* _Passage_
== Segment start ==
They invite audiences to “connect the dots,” a phrase often used in political propaganda to mask the absence of fact. Once the seed of suspicion is planted, truth becomes secondary.
In that sense, smear campaigns thrive not because they are believed, but because they are repeated. Every repetition turns speculation into folklore.
What is also worth noting is the timing. Mliswa’s renewed attacks coincide with intensifying factional tensions between the Mnangagwa and Chiwenga camps, as the succession question once again unsettles the party.
In this context, Baloyi becomes the perfect proxy target. By discrediting her, one indirectly undermines Chiwenga himself. It is a politically efficient strategy: attack the personal to weaken the institutional.
The media outrage that follows then creates pressure for disciplinary or procedural review, giving political rivals a veneer of legitimacy to act.
This is the same strategy used against Mnangagwa in 2017 and against Mujuru in 2014. It is a tactic designed to simulate moral rectitude while executing political warfare.
In the end, Mliswa’s allegations crumble under analytical scrutiny. They offer no proof, no coherence, and no accountability. They rely entirely on emotion, factional alignment, and the manipulation of public sentiment.
== Segment end ==
* _What the task requires_
Resume the commentary above on Mliswa's allegations against Baloyi, picking up right after its final sentence.

* _Given records_
== Segment start ==
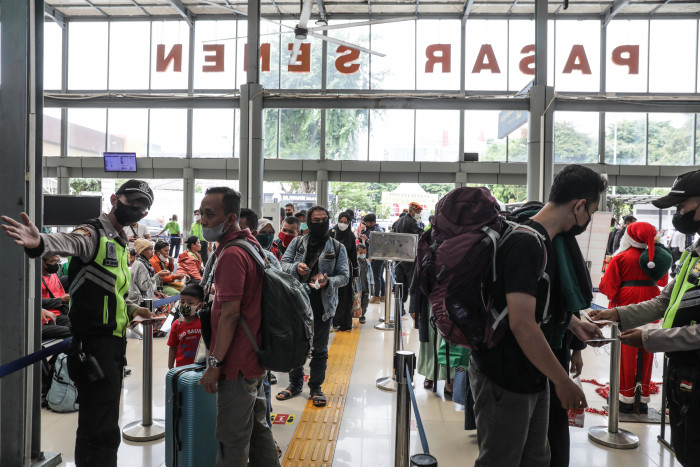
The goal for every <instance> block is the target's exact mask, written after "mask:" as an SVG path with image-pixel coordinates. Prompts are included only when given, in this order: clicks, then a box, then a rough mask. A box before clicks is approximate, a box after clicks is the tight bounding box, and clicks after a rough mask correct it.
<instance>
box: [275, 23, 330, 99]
mask: <svg viewBox="0 0 700 467" xmlns="http://www.w3.org/2000/svg"><path fill="white" fill-rule="evenodd" d="M283 24H286V25H287V26H292V27H294V26H296V24H297V23H296V21H283ZM292 43H294V31H293V30H291V29H288V28H282V38H281V45H280V47H281V49H282V54H281V57H280V66H281V68H282V69H281V72H280V89H321V68H322V66H321V64H322V60H323V50H322V49H323V45H322V41H321V40H319V39H316V38H314V37H311V36H309V37H308V38H307V39H306V40H305V41H304V42H303V44H307V46H308V47H309V49H308V50H309V56H308V57H307V58H306V60H308V63H309V69H310V71H309V72H305V71H304V72H295V71H289V58H290V56H291V53H292V52H291V51H290V50H289V44H292ZM302 63H304V59H303V58H302V57H301V56H299V57H298V58H297V63H296V64H297V65H301V64H302Z"/></svg>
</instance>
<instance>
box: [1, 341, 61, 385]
mask: <svg viewBox="0 0 700 467" xmlns="http://www.w3.org/2000/svg"><path fill="white" fill-rule="evenodd" d="M72 340H73V338H72V337H69V338H68V339H65V340H63V341H61V342H58V343H56V344H54V345H51V346H49V347H47V348H45V349H41V350H38V351H36V352H34V353H31V354H29V355H25V356H24V357H21V358H18V359H17V360H14V361H11V362H10V363H6V364H4V365H2V366H0V378H2V377H4V376H7V375H9V374H10V373H14V372H15V371H18V370H21V369H22V368H25V367H27V366H29V365H31V364H33V363H36V362H39V361H41V360H43V359H45V358H46V357H50V356H51V355H56V354H58V353H61V352H63V351H64V350H65V349H66V348H67V347H68V345H70V343H71V341H72Z"/></svg>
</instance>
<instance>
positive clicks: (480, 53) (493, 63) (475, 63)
mask: <svg viewBox="0 0 700 467" xmlns="http://www.w3.org/2000/svg"><path fill="white" fill-rule="evenodd" d="M481 70H491V73H500V72H501V69H500V68H499V67H498V61H497V60H496V55H494V53H493V47H491V44H484V45H482V46H481V49H479V55H477V56H476V61H475V62H474V68H473V69H472V73H481Z"/></svg>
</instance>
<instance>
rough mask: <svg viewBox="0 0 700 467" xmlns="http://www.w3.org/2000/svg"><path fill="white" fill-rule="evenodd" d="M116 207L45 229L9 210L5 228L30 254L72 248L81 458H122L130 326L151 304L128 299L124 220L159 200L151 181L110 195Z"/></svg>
mask: <svg viewBox="0 0 700 467" xmlns="http://www.w3.org/2000/svg"><path fill="white" fill-rule="evenodd" d="M110 202H111V204H112V209H111V210H110V212H109V213H108V214H105V213H102V214H101V215H100V217H98V218H97V219H91V220H88V221H87V222H85V223H84V224H82V225H80V226H78V228H76V229H75V230H73V232H72V233H55V234H44V233H39V230H37V228H36V226H35V225H34V224H32V222H31V221H30V220H29V217H28V216H27V215H26V214H25V213H21V218H22V223H20V222H17V221H15V220H14V219H11V218H9V217H6V216H2V220H3V221H5V222H6V223H7V224H3V225H2V228H3V229H4V230H5V233H6V234H7V235H8V236H9V237H11V238H13V239H14V241H15V243H16V244H17V245H19V246H22V247H24V249H25V252H26V254H27V255H28V256H29V257H30V258H37V257H39V256H44V255H47V254H50V255H55V254H60V255H64V256H71V257H72V259H71V261H70V266H69V268H68V276H69V277H70V279H71V284H72V285H71V290H70V296H71V297H70V298H71V300H70V305H69V317H70V320H71V323H72V332H73V335H74V339H73V344H74V345H72V346H71V347H72V350H71V351H69V352H68V353H69V357H68V370H69V373H70V375H71V378H72V379H73V380H74V381H75V384H76V386H77V388H78V402H79V403H80V411H79V415H78V430H77V433H76V440H75V463H76V465H78V466H90V467H92V466H96V465H100V466H105V467H106V466H116V465H117V450H118V448H119V443H120V441H121V434H120V432H119V399H120V396H121V385H122V375H123V369H124V364H125V358H124V357H125V351H126V340H125V337H124V336H125V330H126V326H127V325H128V324H129V321H130V320H131V319H133V318H135V317H137V316H140V317H142V318H150V317H152V316H153V315H152V314H151V313H150V312H149V310H148V309H146V308H140V307H139V306H138V305H136V304H134V303H131V302H129V301H128V300H126V299H125V296H126V294H127V291H128V290H129V281H130V279H131V276H130V274H129V267H128V261H129V249H128V239H127V237H126V234H125V233H124V231H123V228H124V226H127V225H130V224H132V223H134V222H137V221H139V220H141V219H143V218H144V217H145V216H146V214H147V213H148V210H149V209H150V207H151V205H152V204H153V191H151V189H150V187H149V186H148V184H147V183H146V182H143V181H140V180H129V181H128V182H126V183H124V184H123V185H122V186H121V187H120V188H119V190H117V192H116V193H115V194H113V195H112V196H111V197H110Z"/></svg>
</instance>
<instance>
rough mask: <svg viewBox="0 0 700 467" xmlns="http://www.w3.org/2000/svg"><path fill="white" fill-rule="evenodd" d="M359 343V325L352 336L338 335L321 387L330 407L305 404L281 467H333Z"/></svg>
mask: <svg viewBox="0 0 700 467" xmlns="http://www.w3.org/2000/svg"><path fill="white" fill-rule="evenodd" d="M359 340H360V328H359V327H358V326H357V323H355V324H354V325H353V330H352V332H338V333H336V334H335V337H334V338H333V343H332V344H331V348H330V349H329V350H328V368H327V369H326V381H325V382H324V383H323V386H322V388H323V393H324V394H325V395H326V399H327V400H328V404H327V405H326V406H325V407H322V408H319V407H314V406H313V403H312V402H311V400H310V399H309V401H308V402H307V403H306V407H304V413H303V414H302V415H301V418H300V419H299V424H298V425H297V429H296V431H295V432H294V435H293V436H292V440H291V441H290V443H289V448H287V452H286V453H285V455H284V457H283V459H282V467H331V464H332V462H333V453H334V451H335V443H336V441H337V439H338V432H339V431H340V421H341V420H342V418H343V408H344V406H345V397H346V395H347V393H348V386H349V385H350V374H351V373H352V365H353V362H354V361H355V352H356V351H357V343H358V341H359Z"/></svg>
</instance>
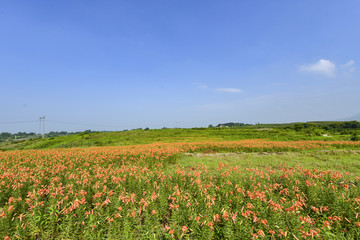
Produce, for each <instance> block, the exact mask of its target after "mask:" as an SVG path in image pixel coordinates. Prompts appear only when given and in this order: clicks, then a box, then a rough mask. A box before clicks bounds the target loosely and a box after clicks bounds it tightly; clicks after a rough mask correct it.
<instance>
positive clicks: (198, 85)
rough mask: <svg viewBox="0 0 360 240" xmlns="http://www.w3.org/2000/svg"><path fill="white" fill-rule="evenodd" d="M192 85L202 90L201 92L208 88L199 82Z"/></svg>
mask: <svg viewBox="0 0 360 240" xmlns="http://www.w3.org/2000/svg"><path fill="white" fill-rule="evenodd" d="M193 85H195V86H196V87H197V88H199V89H203V90H204V89H207V88H208V86H207V85H206V84H204V83H201V82H193Z"/></svg>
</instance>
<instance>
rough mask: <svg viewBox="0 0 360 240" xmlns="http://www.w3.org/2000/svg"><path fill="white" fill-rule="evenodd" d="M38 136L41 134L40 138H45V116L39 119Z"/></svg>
mask: <svg viewBox="0 0 360 240" xmlns="http://www.w3.org/2000/svg"><path fill="white" fill-rule="evenodd" d="M39 132H40V135H41V133H42V137H43V138H45V116H42V117H40V128H39Z"/></svg>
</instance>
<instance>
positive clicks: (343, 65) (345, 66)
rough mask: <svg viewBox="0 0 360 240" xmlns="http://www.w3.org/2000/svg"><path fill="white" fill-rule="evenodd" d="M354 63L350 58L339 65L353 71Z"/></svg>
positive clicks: (351, 70)
mask: <svg viewBox="0 0 360 240" xmlns="http://www.w3.org/2000/svg"><path fill="white" fill-rule="evenodd" d="M354 65H355V61H354V60H350V61H348V62H347V63H345V64H343V65H341V67H343V68H344V69H345V70H346V71H348V72H354V71H355V66H354Z"/></svg>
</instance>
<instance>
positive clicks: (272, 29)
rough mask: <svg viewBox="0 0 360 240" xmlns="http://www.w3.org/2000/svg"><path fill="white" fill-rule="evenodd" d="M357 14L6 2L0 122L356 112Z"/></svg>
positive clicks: (1, 26) (153, 2)
mask: <svg viewBox="0 0 360 240" xmlns="http://www.w3.org/2000/svg"><path fill="white" fill-rule="evenodd" d="M359 12H360V2H359V1H357V0H352V1H351V0H349V1H335V0H334V1H332V0H330V1H329V0H318V1H311V0H301V1H300V0H295V1H288V0H278V1H277V0H275V1H267V0H257V1H250V0H249V1H237V0H227V1H200V0H199V1H187V0H185V1H184V0H182V1H180V0H162V1H161V0H151V1H148V0H142V1H140V0H139V1H137V0H131V1H130V0H128V1H110V0H106V1H88V0H77V1H70V0H63V1H36V0H33V1H25V0H23V1H12V0H3V1H1V3H0V83H1V94H0V112H1V114H0V132H3V131H10V132H18V131H28V132H30V131H34V132H38V131H39V126H38V125H39V124H38V122H36V121H37V120H38V119H39V117H40V116H45V117H46V131H60V130H66V131H82V130H85V129H92V130H123V129H133V128H140V127H141V128H145V127H150V128H162V127H200V126H208V125H209V124H214V125H215V124H217V123H222V122H230V121H232V122H244V123H257V122H261V123H273V122H277V123H281V122H295V121H312V120H337V119H342V118H346V117H350V116H352V115H355V114H357V113H359V112H360V107H359V106H360V94H359V92H360V75H359V68H358V64H359V62H360V59H359V53H360V44H359V42H360V32H359V31H358V29H359V27H360V15H359ZM18 121H34V122H29V123H12V122H18ZM5 123H6V124H5ZM10 123H11V124H10Z"/></svg>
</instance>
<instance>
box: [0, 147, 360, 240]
mask: <svg viewBox="0 0 360 240" xmlns="http://www.w3.org/2000/svg"><path fill="white" fill-rule="evenodd" d="M359 149H360V142H342V141H294V142H291V141H269V140H267V141H266V140H241V141H200V142H187V143H186V142H173V143H163V142H160V143H153V144H148V145H131V146H119V147H111V146H110V147H91V148H71V149H70V148H68V149H61V148H57V149H44V150H18V151H5V152H0V169H1V171H0V238H4V239H100V238H101V239H104V238H107V239H119V238H121V239H204V238H207V239H251V238H261V239H281V238H283V239H306V238H320V239H359V238H360V217H359V214H358V213H359V207H360V206H359V205H360V185H359V184H360V183H359V180H360V178H359V177H360V171H359V169H360V168H359V165H360V163H359V160H360V154H359Z"/></svg>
== Segment end ==
* _Written answer_
The contradiction regarding Sean Mnangagwa exposes bias; the power-outage claim collapses without evidence; the passport leak story lacks procedural plausibility; and the notion of parallel intelligence structures is operationally absurd.
Yet these claims are effective precisely because they are not meant to be proven. They are meant to be believed. That is the essence of the smear: to convert rumour into truth through repetition.
To defend evidence-based reasoning in Zimbabwe’s political culture is not to defend any individual but to uphold the principle that accusations must be proven.
Once a society abandons that standard, it enters a moral twilight where truth becomes whatever is most politically convenient.
Mliswa’s rhetoric may thrill his followers and unsettle his opponents, but it contributes nothing to the discipline of accountability. Instead, it reinforces the culture of suspicion that has long paralysed the state.
The lesson from history is clear: when political discourse is driven by smear rather than scrutiny, institutions decay.
Mugabe used it to destroy his rivals; Mnangagwa was a victim of it before becoming a beneficiary; and now the same playbook appears to be unfolding once more.
Until Zimbabwe learns to separate truth from theatre, power from propaganda, and evidence from emotion, the politics of the smear will continue to define its leadership transitions. And in that, every citizen becomes both audience and casualty.